Data to use:
+ + +
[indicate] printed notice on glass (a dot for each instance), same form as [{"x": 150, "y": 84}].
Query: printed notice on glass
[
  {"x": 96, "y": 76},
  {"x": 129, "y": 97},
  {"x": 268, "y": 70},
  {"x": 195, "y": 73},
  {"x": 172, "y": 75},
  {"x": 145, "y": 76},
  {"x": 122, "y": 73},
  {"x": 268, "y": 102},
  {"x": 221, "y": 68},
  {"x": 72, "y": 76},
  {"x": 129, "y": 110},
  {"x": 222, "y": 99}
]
+ + +
What the task asks: Every entry should be printed again exactly as it stands.

Exercise solution:
[indicate] printed notice on glass (a dot for each instance), same form as [{"x": 150, "y": 84}].
Query: printed notice on glass
[
  {"x": 96, "y": 76},
  {"x": 129, "y": 97},
  {"x": 268, "y": 70},
  {"x": 195, "y": 73},
  {"x": 172, "y": 75},
  {"x": 145, "y": 76},
  {"x": 122, "y": 73},
  {"x": 268, "y": 102},
  {"x": 221, "y": 68},
  {"x": 72, "y": 76},
  {"x": 129, "y": 110},
  {"x": 222, "y": 99}
]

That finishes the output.